[Problem to solve] Using the Charles F. Swift profile, decide whether each statement agrees with it, answering yes or no and quoting the deciding words of the profile. 1. Swift became editor of The Yarmouth Register in 1850. 2. Alfred Kenrick succeeded Swift as Member of the Massachusetts Senate from the Cape district. 3. Swift was born in Yarmouth, Massachusetts.

[Extract provided]
Member of the Massachusetts Senate from the Barnstable County district
- In office January 7, 1857 – January 6, 1858
- Preceded by: Alfred Kenrick
- Succeeded by: District Abolished

Member of the Massachusetts Senate from the Cape district
- In office January 6, 1858 – January 5, 1859
- Preceded by: District Created
- Succeeded by: Marshal S. Underwood

Member of the Massachusetts House of Representatives from the 3rd Barnstable district
- In office January 7, 1880 – January 4, 1882
- Preceded by: Thomas P. Howes
- Succeeded by: David Fisk

Collector of Customs, Barnstable
- In office November 12, 1861 – November 11, 1866
- Preceded by: Joseph M. Day
- Succeeded by: Sylvanus B. Phinney

Collector of Customs, Barnstable
- In office March 2, 1867 – July 8, 1876
- Preceded by: Sylvanus B. Phinney
- Succeeded by: Franklin B. Goss

Personal details
- Born: June 18, 1825 Falmouth, Massachusetts
- Died: May 1, 1903 (aged 77) Yarmouth, Massachusetts
- Party: Republican
- Spouse: Sarah A. Munroe
- Occupation: Newspaper editor and publisher

= Charles F. Swift =

American politician

Charles Francis Swift (June 18, 1825 – May 1, 1903) was an American state politician and newspaper editor from Massachusetts. He served in the Massachusetts Senate, Massachusetts House of Representatives and was also collector of customs for the district of Barnstable.

==Early life==
Swift was born in Falmouth, Massachusetts and was educated at the local school. In 1839, aged 14, he began work in a printing office and by 1847 was assistant editor of The Yarmouth Register. He became editor in 1850, a position he held until his death. The Register was originally a Whig newspaper and was strongly anti-slavery. It subsequently supported the Republican Party, of which Swift was one of the leading lights in Barnstable county. Swift served as president of the Yarmouth Library Association, the Cape Cod Historical Society and the Barnstable County Agricultural Society. He was elected treasurer of the county of Barnstable in 1851, and subsequently re-elected three times.

[Stored data]
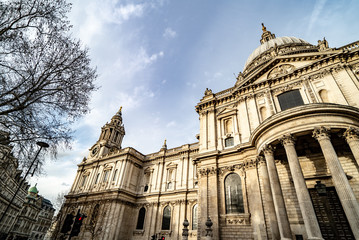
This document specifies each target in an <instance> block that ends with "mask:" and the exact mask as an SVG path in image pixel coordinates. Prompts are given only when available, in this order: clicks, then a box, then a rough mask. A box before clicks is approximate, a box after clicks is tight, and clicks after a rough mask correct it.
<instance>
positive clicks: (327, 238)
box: [309, 183, 355, 240]
mask: <svg viewBox="0 0 359 240" xmlns="http://www.w3.org/2000/svg"><path fill="white" fill-rule="evenodd" d="M319 184H320V183H319ZM321 185H322V186H323V188H324V190H323V188H322V189H321V190H319V191H318V189H315V188H312V189H309V193H310V196H311V197H312V202H313V207H314V210H315V213H316V215H317V219H318V222H319V226H320V230H321V232H322V235H323V238H324V239H326V240H329V239H330V240H332V239H333V240H342V239H343V240H344V239H353V240H354V239H355V238H354V236H353V233H352V231H351V228H350V225H349V223H348V220H347V218H346V216H345V213H344V210H343V207H342V205H341V203H340V200H339V197H338V195H337V192H336V191H335V188H334V187H325V185H324V184H321Z"/></svg>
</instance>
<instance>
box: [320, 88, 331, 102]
mask: <svg viewBox="0 0 359 240" xmlns="http://www.w3.org/2000/svg"><path fill="white" fill-rule="evenodd" d="M319 96H320V98H321V99H322V102H323V103H328V102H329V99H328V92H327V90H325V89H322V90H320V91H319Z"/></svg>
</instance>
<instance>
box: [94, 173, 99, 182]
mask: <svg viewBox="0 0 359 240" xmlns="http://www.w3.org/2000/svg"><path fill="white" fill-rule="evenodd" d="M99 177H100V174H99V173H98V174H97V176H96V180H95V184H97V183H98V179H99Z"/></svg>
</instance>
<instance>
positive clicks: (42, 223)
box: [29, 196, 55, 239]
mask: <svg viewBox="0 0 359 240" xmlns="http://www.w3.org/2000/svg"><path fill="white" fill-rule="evenodd" d="M40 198H41V210H40V212H39V215H38V218H37V221H36V223H35V224H34V225H33V227H32V231H31V234H30V238H29V239H45V235H46V233H47V231H48V230H49V228H50V226H51V222H52V218H53V216H54V213H55V209H54V207H53V206H52V203H51V202H50V200H48V199H46V198H44V197H42V196H40Z"/></svg>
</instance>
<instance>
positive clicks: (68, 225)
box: [61, 213, 74, 233]
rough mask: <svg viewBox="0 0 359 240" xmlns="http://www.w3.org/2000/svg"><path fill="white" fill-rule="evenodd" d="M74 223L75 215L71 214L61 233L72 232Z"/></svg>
mask: <svg viewBox="0 0 359 240" xmlns="http://www.w3.org/2000/svg"><path fill="white" fill-rule="evenodd" d="M73 223H74V215H72V214H71V213H70V214H67V215H66V218H65V221H64V224H63V225H62V228H61V233H67V232H68V231H70V230H71V226H72V224H73Z"/></svg>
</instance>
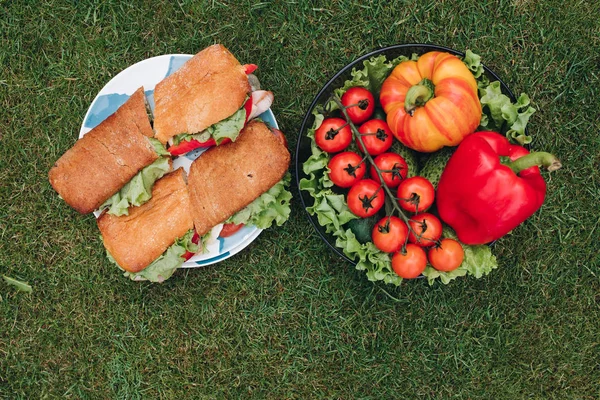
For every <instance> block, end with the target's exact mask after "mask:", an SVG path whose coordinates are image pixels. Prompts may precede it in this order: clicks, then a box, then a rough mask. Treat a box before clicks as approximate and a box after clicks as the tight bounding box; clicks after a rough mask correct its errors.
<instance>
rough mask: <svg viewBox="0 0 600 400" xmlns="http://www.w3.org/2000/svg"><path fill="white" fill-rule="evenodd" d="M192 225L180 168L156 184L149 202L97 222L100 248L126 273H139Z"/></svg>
mask: <svg viewBox="0 0 600 400" xmlns="http://www.w3.org/2000/svg"><path fill="white" fill-rule="evenodd" d="M193 227H194V222H193V219H192V212H191V208H190V200H189V196H188V190H187V186H186V184H185V177H184V172H183V169H182V168H178V169H177V170H175V171H173V172H171V173H169V174H167V175H165V176H163V177H162V178H161V179H159V180H157V181H156V183H155V184H154V187H153V188H152V198H151V199H150V200H148V201H147V202H146V203H144V204H143V205H141V206H139V207H131V208H129V215H123V216H120V217H117V216H114V215H110V214H107V213H103V214H102V215H101V216H100V217H99V218H98V228H99V229H100V232H101V233H102V239H103V242H104V247H106V249H107V250H108V252H109V253H110V254H111V255H112V257H113V258H114V259H115V261H116V262H117V264H119V266H121V268H123V269H124V270H126V271H129V272H133V273H135V272H139V271H141V270H143V269H144V268H146V267H147V266H148V265H150V264H151V263H152V262H153V261H154V260H156V259H157V258H158V257H160V256H161V255H162V254H163V253H164V252H165V251H166V250H167V249H168V248H169V247H170V246H171V245H172V244H173V243H174V242H175V239H177V238H180V237H183V236H184V235H185V234H186V233H187V232H188V231H189V230H190V229H193Z"/></svg>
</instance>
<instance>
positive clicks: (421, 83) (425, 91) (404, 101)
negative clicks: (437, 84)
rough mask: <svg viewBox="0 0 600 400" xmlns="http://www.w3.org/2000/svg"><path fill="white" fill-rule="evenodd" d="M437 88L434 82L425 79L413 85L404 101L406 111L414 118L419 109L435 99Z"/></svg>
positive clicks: (406, 96) (407, 93)
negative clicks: (434, 86)
mask: <svg viewBox="0 0 600 400" xmlns="http://www.w3.org/2000/svg"><path fill="white" fill-rule="evenodd" d="M434 89H435V87H434V86H433V82H431V81H430V80H429V79H427V78H424V79H423V80H422V81H421V82H419V83H417V84H416V85H413V86H411V87H410V89H408V91H407V92H406V98H405V99H404V110H405V111H406V113H407V114H408V115H410V116H411V117H412V115H413V114H414V112H415V110H416V108H417V107H422V106H424V105H425V103H427V102H428V101H429V100H431V99H432V98H433V94H434Z"/></svg>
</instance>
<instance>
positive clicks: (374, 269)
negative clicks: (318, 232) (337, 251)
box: [334, 229, 402, 286]
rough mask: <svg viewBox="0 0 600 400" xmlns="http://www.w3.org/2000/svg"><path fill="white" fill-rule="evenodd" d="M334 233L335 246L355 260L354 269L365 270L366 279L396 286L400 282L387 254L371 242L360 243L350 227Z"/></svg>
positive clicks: (401, 278) (399, 279)
mask: <svg viewBox="0 0 600 400" xmlns="http://www.w3.org/2000/svg"><path fill="white" fill-rule="evenodd" d="M334 235H335V236H336V241H335V245H336V247H339V248H341V249H342V251H343V252H344V254H345V255H347V256H348V257H349V258H350V259H353V260H354V261H356V269H357V270H359V271H365V272H366V275H367V279H368V280H370V281H372V282H375V281H384V282H385V283H391V284H394V285H396V286H399V285H400V283H402V278H400V277H399V276H398V275H397V274H396V273H395V272H394V271H392V267H391V259H390V255H389V254H387V253H384V252H381V251H379V250H378V249H377V248H376V247H375V245H374V244H373V243H372V242H367V243H365V244H361V243H360V242H359V241H358V240H357V239H356V236H355V235H354V233H353V232H352V231H351V230H350V229H346V230H343V229H341V230H339V231H337V232H335V233H334Z"/></svg>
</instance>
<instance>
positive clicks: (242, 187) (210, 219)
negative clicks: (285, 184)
mask: <svg viewBox="0 0 600 400" xmlns="http://www.w3.org/2000/svg"><path fill="white" fill-rule="evenodd" d="M289 164H290V153H289V151H288V149H287V148H286V147H285V146H284V145H283V144H282V143H281V142H280V141H279V139H278V138H277V137H275V135H273V133H271V131H270V130H269V128H268V127H267V126H266V125H265V124H264V123H263V122H260V121H251V122H250V123H249V124H248V125H246V127H245V128H244V129H243V130H242V131H241V132H240V135H239V137H238V139H237V140H236V141H235V142H232V143H228V144H224V145H221V146H216V147H212V148H210V149H209V150H207V151H206V152H204V153H203V154H202V155H201V156H200V157H198V158H197V159H196V160H195V161H194V162H193V163H192V165H191V167H190V173H189V175H188V190H189V192H190V200H191V204H192V213H193V216H194V226H195V227H196V232H197V233H198V234H199V235H200V236H202V235H203V234H205V233H207V232H208V231H209V230H210V229H211V228H212V227H214V226H215V225H217V224H219V223H222V222H224V221H225V220H227V219H228V218H229V217H231V216H232V215H233V214H235V213H236V212H238V211H240V210H241V209H243V208H244V207H246V206H247V205H248V204H250V203H251V202H252V201H254V200H255V199H256V198H258V197H259V196H260V195H261V194H263V193H264V192H266V191H267V190H268V189H270V188H271V187H272V186H273V185H275V184H276V183H277V182H279V181H280V180H281V179H282V178H283V176H284V174H285V173H286V171H287V170H288V167H289Z"/></svg>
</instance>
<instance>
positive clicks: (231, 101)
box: [154, 44, 251, 144]
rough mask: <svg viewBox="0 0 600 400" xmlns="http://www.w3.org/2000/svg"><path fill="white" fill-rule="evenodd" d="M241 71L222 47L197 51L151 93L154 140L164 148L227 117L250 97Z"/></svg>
mask: <svg viewBox="0 0 600 400" xmlns="http://www.w3.org/2000/svg"><path fill="white" fill-rule="evenodd" d="M250 90H251V89H250V84H249V83H248V77H247V75H246V73H245V72H244V67H243V66H242V65H241V64H240V63H239V62H238V60H237V59H236V58H235V57H234V56H233V54H231V53H230V52H229V51H228V50H227V49H226V48H225V47H224V46H223V45H220V44H215V45H213V46H210V47H207V48H206V49H204V50H202V51H200V52H199V53H198V54H196V55H195V56H194V57H192V58H191V59H190V60H188V61H187V62H186V63H185V64H184V65H183V66H182V67H181V68H180V69H179V70H177V71H176V72H174V73H173V74H172V75H170V76H168V77H166V78H165V79H163V80H162V81H161V82H159V83H158V84H157V85H156V88H155V89H154V103H155V107H154V131H155V137H156V138H157V139H158V140H160V141H161V142H162V143H163V144H165V143H166V142H167V141H168V140H169V139H170V138H171V137H173V136H175V135H178V134H180V133H189V134H194V133H199V132H201V131H203V130H205V129H206V128H208V127H209V126H211V125H213V124H215V123H217V122H219V121H221V120H223V119H225V118H228V117H230V116H231V115H233V114H234V113H235V112H236V111H237V110H239V109H240V108H241V107H242V105H243V104H244V100H245V99H246V97H247V96H248V94H249V93H250Z"/></svg>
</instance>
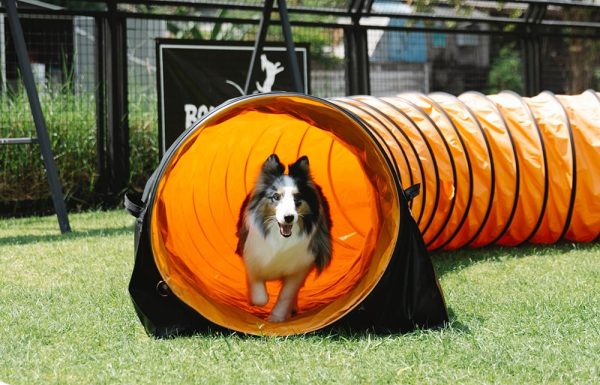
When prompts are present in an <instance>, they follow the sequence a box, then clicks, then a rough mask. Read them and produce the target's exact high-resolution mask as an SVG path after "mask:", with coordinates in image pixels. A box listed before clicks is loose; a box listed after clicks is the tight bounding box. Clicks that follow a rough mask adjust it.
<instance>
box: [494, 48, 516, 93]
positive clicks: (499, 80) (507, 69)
mask: <svg viewBox="0 0 600 385" xmlns="http://www.w3.org/2000/svg"><path fill="white" fill-rule="evenodd" d="M523 86H524V81H523V69H522V64H521V58H520V56H519V52H518V51H517V50H516V49H514V48H513V46H512V45H506V46H504V47H502V48H501V49H500V53H499V54H498V57H496V58H495V59H494V61H493V62H492V65H491V68H490V71H489V73H488V78H487V87H488V91H487V92H488V93H497V92H500V91H502V90H511V91H514V92H516V93H518V94H520V95H523V92H524V88H523Z"/></svg>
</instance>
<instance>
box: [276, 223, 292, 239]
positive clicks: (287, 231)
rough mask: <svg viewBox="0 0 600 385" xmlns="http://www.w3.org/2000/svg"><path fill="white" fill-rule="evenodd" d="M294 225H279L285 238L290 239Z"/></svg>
mask: <svg viewBox="0 0 600 385" xmlns="http://www.w3.org/2000/svg"><path fill="white" fill-rule="evenodd" d="M292 226H293V224H292V223H289V224H288V223H283V224H282V223H280V224H279V233H280V234H281V235H282V236H284V237H286V238H287V237H289V236H290V235H292Z"/></svg>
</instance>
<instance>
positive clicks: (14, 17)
mask: <svg viewBox="0 0 600 385" xmlns="http://www.w3.org/2000/svg"><path fill="white" fill-rule="evenodd" d="M4 6H5V7H6V13H7V15H8V24H9V26H10V31H11V35H12V39H13V43H14V45H15V51H16V53H17V61H18V63H19V68H20V69H21V76H22V77H23V83H24V85H25V90H26V92H27V98H28V99H29V106H30V108H31V115H32V117H33V122H34V125H35V130H36V132H37V142H38V143H39V146H40V151H41V153H42V160H43V162H44V167H45V168H46V174H47V177H48V184H49V186H50V192H51V194H52V203H53V204H54V210H55V211H56V216H57V218H58V226H59V227H60V231H61V232H62V233H67V232H70V231H71V225H70V224H69V217H68V214H67V208H66V205H65V201H64V197H63V193H62V186H61V183H60V179H59V177H58V170H57V168H56V164H55V163H54V154H53V153H52V148H51V143H50V138H49V136H48V129H47V128H46V121H45V120H44V114H43V113H42V106H41V104H40V99H39V95H38V93H37V88H36V87H35V81H34V80H33V73H32V71H31V63H29V53H28V52H27V47H26V46H25V37H24V36H23V28H22V27H21V21H20V20H19V15H18V13H17V2H16V0H5V1H4Z"/></svg>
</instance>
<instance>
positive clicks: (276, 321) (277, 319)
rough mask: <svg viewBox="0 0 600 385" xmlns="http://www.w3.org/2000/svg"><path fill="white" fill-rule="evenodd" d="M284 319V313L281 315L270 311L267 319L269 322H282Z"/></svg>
mask: <svg viewBox="0 0 600 385" xmlns="http://www.w3.org/2000/svg"><path fill="white" fill-rule="evenodd" d="M286 319H287V317H286V316H285V315H283V316H282V315H281V314H276V313H271V315H270V316H269V319H268V321H269V322H283V321H285V320H286Z"/></svg>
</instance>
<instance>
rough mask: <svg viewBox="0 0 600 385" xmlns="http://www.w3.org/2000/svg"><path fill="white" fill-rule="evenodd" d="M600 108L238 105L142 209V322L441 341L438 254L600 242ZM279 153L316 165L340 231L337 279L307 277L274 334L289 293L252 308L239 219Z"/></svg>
mask: <svg viewBox="0 0 600 385" xmlns="http://www.w3.org/2000/svg"><path fill="white" fill-rule="evenodd" d="M599 107H600V102H599V101H598V97H597V95H596V94H595V93H593V92H591V91H590V92H586V93H584V94H582V95H578V96H554V95H552V94H550V93H542V94H540V95H539V96H536V97H534V98H521V97H519V96H517V95H514V94H511V93H500V94H498V95H492V96H484V95H481V94H477V93H465V94H463V95H461V96H459V97H454V96H450V95H447V94H441V93H434V94H431V95H428V96H425V95H422V94H402V95H398V96H396V97H389V98H375V97H369V96H357V97H348V98H338V99H333V100H323V99H319V98H315V97H311V96H306V95H300V94H288V93H273V94H259V95H253V96H248V97H242V98H239V99H236V100H232V101H230V102H228V103H225V104H224V105H222V106H220V107H218V108H217V109H215V110H214V111H212V112H211V113H210V114H209V115H208V116H206V117H204V118H203V119H201V120H200V121H198V122H197V123H196V124H195V125H193V126H192V127H191V128H190V129H188V130H186V132H185V133H184V134H182V136H181V137H180V138H179V139H178V140H177V141H176V142H175V143H174V144H173V146H171V148H170V149H169V151H168V152H167V153H166V154H165V156H164V157H163V159H162V161H161V164H160V166H159V167H158V168H157V170H156V172H155V173H154V175H153V176H152V178H151V179H150V180H149V182H148V184H147V187H146V191H145V192H144V196H143V197H142V200H141V202H138V204H134V205H133V206H134V207H135V209H134V210H133V211H134V212H135V214H136V215H137V216H138V218H139V220H138V222H137V223H138V226H137V229H136V265H135V267H134V272H133V276H132V280H131V283H130V293H131V295H132V299H133V302H134V306H135V308H136V310H137V313H138V315H139V316H140V319H141V320H142V322H143V324H144V326H145V327H146V330H147V331H148V332H149V333H150V334H154V335H158V336H165V335H172V334H177V333H186V332H188V331H196V330H201V329H202V330H204V329H210V330H215V329H216V330H219V329H225V330H234V331H238V332H242V333H247V334H274V335H289V334H299V333H306V332H310V331H315V330H320V329H323V328H325V327H327V326H331V325H344V326H349V327H351V328H358V327H361V328H362V327H373V328H376V329H381V330H390V331H404V330H411V329H414V328H415V327H434V326H439V325H442V324H443V323H444V322H446V321H447V312H446V307H445V304H444V300H443V296H442V293H441V290H440V289H439V287H438V285H437V280H436V278H435V274H434V272H433V268H432V266H431V261H430V259H429V257H428V255H427V249H429V250H433V249H439V248H445V249H452V248H458V247H465V246H468V247H478V246H484V245H488V244H491V243H497V244H502V245H515V244H519V243H522V242H527V241H529V242H538V243H549V242H556V241H559V240H561V239H567V240H572V241H591V240H593V239H595V238H596V237H597V236H598V234H599V232H600V210H599V207H598V205H600V200H599V199H598V198H600V197H599V195H600V181H598V178H599V176H598V171H599V170H598V168H599V167H600V151H598V150H599V148H598V147H600V115H599V111H600V109H599ZM272 153H276V154H278V156H279V158H280V159H281V160H282V162H283V163H284V164H290V163H292V162H294V161H295V160H296V159H297V158H298V157H300V156H302V155H306V156H308V158H309V159H310V168H311V173H312V175H313V178H314V179H315V181H316V182H317V183H318V184H319V185H320V186H321V188H322V190H323V194H324V195H325V196H326V198H327V200H328V202H329V205H330V211H331V218H332V223H333V225H332V230H331V231H332V247H333V252H332V261H331V264H330V266H329V267H328V268H327V269H326V270H325V271H324V272H323V273H322V274H320V275H318V276H317V275H316V274H315V273H314V272H313V273H311V274H310V275H309V277H308V278H307V280H306V282H305V284H304V286H303V288H302V289H301V290H300V292H299V295H298V313H297V314H296V315H295V316H294V317H292V318H291V319H289V320H287V321H284V322H280V323H270V322H267V321H266V318H267V316H268V314H269V312H270V310H271V309H272V307H273V305H274V299H275V298H276V297H277V293H278V291H279V289H280V287H281V285H280V283H278V282H269V283H268V285H267V289H268V292H269V294H270V298H271V301H270V302H269V303H268V304H267V305H266V306H264V307H256V306H251V305H250V304H249V303H248V299H247V298H248V293H247V288H246V279H245V268H244V264H243V260H242V258H241V257H240V256H239V255H237V254H236V253H235V249H236V243H237V238H236V223H237V221H238V218H239V212H240V207H241V205H242V202H243V201H244V198H245V197H246V195H247V194H248V193H249V192H250V191H251V190H252V188H253V186H254V182H255V180H256V177H257V175H258V172H259V170H260V167H261V165H262V163H263V162H264V160H265V159H266V158H267V157H268V156H269V155H270V154H272ZM417 185H420V190H421V191H420V194H418V195H416V196H414V197H413V193H414V191H415V188H414V186H417ZM411 186H413V188H411V189H409V190H405V189H408V188H409V187H411ZM409 191H410V193H409ZM130 211H131V210H130Z"/></svg>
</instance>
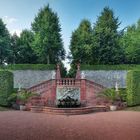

[Reply to the task]
1. Yes: "He became editor in 1850, a position he held until his death."
2. No: "Succeeded by: Marshal S. Underwood"
3. No: "Born: June 18, 1825 Falmouth, Massachusetts"